**Material for the task**
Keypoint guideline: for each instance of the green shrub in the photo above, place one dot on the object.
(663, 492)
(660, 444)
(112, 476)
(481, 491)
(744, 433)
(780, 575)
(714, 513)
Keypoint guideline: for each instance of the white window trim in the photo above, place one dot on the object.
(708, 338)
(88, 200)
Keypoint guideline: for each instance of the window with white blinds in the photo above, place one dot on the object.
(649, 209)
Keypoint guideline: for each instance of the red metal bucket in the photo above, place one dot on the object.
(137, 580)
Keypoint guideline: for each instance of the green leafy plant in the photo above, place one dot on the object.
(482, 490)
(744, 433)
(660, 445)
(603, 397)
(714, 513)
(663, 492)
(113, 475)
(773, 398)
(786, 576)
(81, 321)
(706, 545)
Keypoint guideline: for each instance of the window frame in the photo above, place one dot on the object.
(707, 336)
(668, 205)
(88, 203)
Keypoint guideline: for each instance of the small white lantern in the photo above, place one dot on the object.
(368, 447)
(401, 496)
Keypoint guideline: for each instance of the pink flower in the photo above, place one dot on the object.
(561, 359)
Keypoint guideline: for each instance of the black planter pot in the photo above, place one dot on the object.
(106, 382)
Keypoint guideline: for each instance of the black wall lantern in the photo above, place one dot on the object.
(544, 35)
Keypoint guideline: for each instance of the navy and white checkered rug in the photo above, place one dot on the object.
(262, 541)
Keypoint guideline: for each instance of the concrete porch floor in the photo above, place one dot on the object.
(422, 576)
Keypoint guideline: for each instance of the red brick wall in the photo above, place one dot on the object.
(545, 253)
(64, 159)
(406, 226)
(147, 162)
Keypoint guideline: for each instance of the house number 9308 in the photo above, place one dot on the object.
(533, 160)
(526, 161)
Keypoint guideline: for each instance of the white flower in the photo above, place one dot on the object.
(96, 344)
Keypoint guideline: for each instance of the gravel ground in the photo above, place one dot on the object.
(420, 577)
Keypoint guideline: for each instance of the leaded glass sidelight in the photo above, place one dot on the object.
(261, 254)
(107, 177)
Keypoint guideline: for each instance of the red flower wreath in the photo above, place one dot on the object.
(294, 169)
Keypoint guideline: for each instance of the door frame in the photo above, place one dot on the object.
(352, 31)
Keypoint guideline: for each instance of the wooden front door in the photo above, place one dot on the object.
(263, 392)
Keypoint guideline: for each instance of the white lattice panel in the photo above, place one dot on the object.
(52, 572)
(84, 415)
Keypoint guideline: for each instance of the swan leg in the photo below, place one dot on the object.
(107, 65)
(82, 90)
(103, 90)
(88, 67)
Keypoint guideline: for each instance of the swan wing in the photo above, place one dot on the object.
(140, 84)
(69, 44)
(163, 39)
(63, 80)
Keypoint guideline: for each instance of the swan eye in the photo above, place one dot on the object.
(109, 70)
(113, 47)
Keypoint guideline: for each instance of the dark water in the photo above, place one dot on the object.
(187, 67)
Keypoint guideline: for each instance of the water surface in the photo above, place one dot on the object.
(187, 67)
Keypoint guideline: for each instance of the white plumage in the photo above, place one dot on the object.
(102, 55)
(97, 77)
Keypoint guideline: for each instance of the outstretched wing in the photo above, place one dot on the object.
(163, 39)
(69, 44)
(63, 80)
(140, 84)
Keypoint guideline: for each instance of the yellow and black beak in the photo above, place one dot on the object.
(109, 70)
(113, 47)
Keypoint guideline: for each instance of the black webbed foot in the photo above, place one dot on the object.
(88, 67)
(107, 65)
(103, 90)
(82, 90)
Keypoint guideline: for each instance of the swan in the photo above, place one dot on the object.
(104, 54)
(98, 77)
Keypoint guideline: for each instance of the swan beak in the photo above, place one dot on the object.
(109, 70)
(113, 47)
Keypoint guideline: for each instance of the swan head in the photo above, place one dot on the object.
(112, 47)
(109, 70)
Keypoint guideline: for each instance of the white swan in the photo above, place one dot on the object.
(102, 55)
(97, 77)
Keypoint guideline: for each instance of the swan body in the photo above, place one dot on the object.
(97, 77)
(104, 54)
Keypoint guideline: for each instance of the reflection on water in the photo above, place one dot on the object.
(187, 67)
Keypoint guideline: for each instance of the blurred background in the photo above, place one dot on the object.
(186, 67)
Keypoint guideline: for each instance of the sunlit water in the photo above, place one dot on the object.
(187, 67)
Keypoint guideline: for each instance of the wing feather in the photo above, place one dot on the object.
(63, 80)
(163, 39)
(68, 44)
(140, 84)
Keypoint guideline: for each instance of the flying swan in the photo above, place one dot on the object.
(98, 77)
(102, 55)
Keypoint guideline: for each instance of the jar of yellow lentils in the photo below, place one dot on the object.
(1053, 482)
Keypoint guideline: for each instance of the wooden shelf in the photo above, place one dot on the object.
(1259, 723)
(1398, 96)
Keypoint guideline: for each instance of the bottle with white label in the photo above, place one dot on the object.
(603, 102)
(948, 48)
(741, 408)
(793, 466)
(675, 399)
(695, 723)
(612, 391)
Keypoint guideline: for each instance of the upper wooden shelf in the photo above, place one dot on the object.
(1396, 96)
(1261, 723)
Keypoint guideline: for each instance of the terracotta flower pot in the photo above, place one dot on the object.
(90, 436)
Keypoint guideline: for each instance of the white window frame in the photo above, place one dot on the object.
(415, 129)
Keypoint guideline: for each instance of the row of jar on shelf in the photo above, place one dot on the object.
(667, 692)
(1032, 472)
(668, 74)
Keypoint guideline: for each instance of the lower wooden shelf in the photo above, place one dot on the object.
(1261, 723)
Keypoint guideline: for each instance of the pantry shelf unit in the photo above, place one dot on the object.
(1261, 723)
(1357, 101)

**What you have to do**
Would you set down all the lines above, exactly and in full?

**Exercise result**
Keypoint guideline: for each instance of the green shrub in the photo above, place one dot on the object.
(663, 492)
(660, 444)
(112, 476)
(481, 491)
(744, 433)
(780, 575)
(714, 513)
Keypoint guideline: for each instance of the white window trim in the photo above, place one dot on the object.
(708, 338)
(88, 200)
Keypoint guideline: for each instance of the window with white blinds in the photo above, place one dot on the object.
(649, 209)
Keypoint guideline: for each instance of the red metal bucket in the photo above, place one dot on the object.
(137, 580)
Keypoint guideline: for each instance of the green leafy plant in the photo above, place one dot on the object.
(482, 490)
(744, 433)
(660, 445)
(603, 397)
(714, 513)
(663, 492)
(113, 475)
(773, 398)
(786, 576)
(81, 321)
(706, 545)
Keypoint guideline: for each instance of the window frame in the photo above, place one dot on the object.
(707, 336)
(668, 205)
(88, 203)
Keypoint guideline: for each instance of the small white lantern in the photo above, place one dot on the object.
(368, 447)
(401, 496)
Keypoint guideline: for each instance of the pink flower in the photo above, place one dot on the object.
(561, 359)
Keypoint guideline: for each instance of the black planter pot in the photo above, place one dot on the object.
(106, 382)
Keypoint guideline: for each instance of the black wall lantern in the photo above, place one dot on the object.
(544, 35)
Keypoint guideline: for each instance of the navy and white checkered rug in the photo above, place one dot on the object.
(262, 541)
Keypoint guideline: for each instance of the concrete porch floor in the photo above, place one dot on the object.
(422, 576)
Keypoint guideline: for each instance of the red brick wall in the photo above, place one dot on the object.
(545, 253)
(64, 159)
(406, 226)
(147, 162)
Keypoint guideline: for each instance of the house number 9308 in the photo above, place one dot on the object.
(533, 160)
(526, 161)
Keypoint guideline: for each instance of the white flower in the photo above, place one dot on the object.
(96, 344)
Keypoint guideline: for each instance of the gravel ground in the photo above, place one dot on the object.
(420, 577)
Keypoint guideline: for each instance of the leaded glass sidelight in the photo above, place one dot on the object.
(261, 254)
(107, 177)
Keypoint guideline: for each instance of the red flower wreath in the photo above, place one dot on the object.
(294, 169)
Keypoint guideline: for each instance of the door frame in the photo above, place one dot on the object.
(352, 31)
Keypoint guideline: for each instance of the wooden front door in the photo above, place one dot on the object.
(263, 392)
Keypoint guideline: for each instance of the white lattice panel in the photo above, place one dot on the object.
(52, 572)
(84, 415)
Keypoint guideline: for each instance of the swan leg in the photo below, place one dot on the object.
(107, 65)
(82, 90)
(103, 90)
(88, 67)
Keypoint guideline: for each instance of the swan wing in the photo above, place one dot on the object.
(140, 84)
(69, 44)
(163, 39)
(63, 80)
Keypoint guideline: for each instance of the swan eye in the photo above, place one dot on the object.
(109, 70)
(113, 47)
Keypoint guideline: for each instance of the dark water in the photo above, place one dot on the object.
(187, 67)
Keypoint guideline: for each instance of the water surface in the photo above, place one dot on the object.
(187, 67)
Keypoint guideline: for each instance of the white plumage in the photo above, place one dot on the object.
(102, 55)
(97, 77)
Keypoint guideline: for each instance of the outstretched wing in the photo above, place one dot on the object.
(163, 39)
(69, 44)
(63, 80)
(140, 84)
Keypoint guideline: for each instance of the yellow and black beak in the photo above, place one dot on the object.
(109, 70)
(113, 47)
Keypoint guideline: for each instance of the black webbed foot in the photo above, place one dot on the object.
(88, 67)
(107, 65)
(103, 90)
(82, 90)
Keypoint guideline: for each instance of the swan in the photo above, place one dot on the object.
(104, 54)
(98, 77)
Keypoint guideline: for each instance of the swan beak in the photo above, place one dot on the object.
(109, 70)
(113, 47)
Keypoint guideline: for each instance of the swan head in the photo above, place one dot on the object.
(112, 47)
(109, 70)
Keypoint guideline: for each instance of the white swan in the photo above, place one dot on the object.
(102, 55)
(97, 77)
Keypoint guideline: for each instance of the swan body in the photo above, place one dot on the object.
(97, 77)
(104, 54)
Keypoint guideline: for each instance of the reflection on water in the photo above, place one dot on the object.
(187, 67)
Keypoint guideline: for each instance of the blurred background in the photo above, place one dot on the object.
(186, 67)
Keypoint guideline: for each instance of the sunlit water in the photo above, place one dot on the object.
(187, 67)
Keypoint guideline: for each instance of the wing feather in the photo above, place one dot on the object.
(63, 80)
(163, 39)
(68, 44)
(140, 84)
Keypoint guideline: for each instance of the flying swan in the photo above, place one dot on the object.
(98, 77)
(102, 55)
Keypoint guideline: for each instance of the jar of yellow lentils in the photo below, place one dot on the object.
(1053, 482)
Keypoint guideline: for each instance of the wooden shelf in the photo above, place one dot on the object.
(1259, 723)
(1398, 96)
Keypoint guideline: for each instance of the bottle with white label in the photo above, place one dot on the object.
(603, 102)
(948, 48)
(741, 408)
(793, 466)
(675, 399)
(695, 723)
(612, 391)
Keypoint guideline: for each instance of the upper wooden shelf in the photo above, place one dot on the object.
(1396, 96)
(1261, 723)
Keypoint guideline: for each instance of the terracotta flower pot in the photo above, place one dot on the object.
(90, 436)
Keypoint guideline: for each instance of the white window frame in the photo above, place one dot on the object.
(415, 129)
Keypoint guideline: for each instance of the row of jar on shelf in the photo above, place one dot on the object.
(667, 692)
(1032, 472)
(668, 74)
Keypoint guideline: for each instance of the lower wooden shelf in the photo above, place one dot on the object.
(1261, 723)
Keypoint guideline: for each instance of the pantry shelf unit in the photo above, place one dot on the object.
(1261, 723)
(1357, 101)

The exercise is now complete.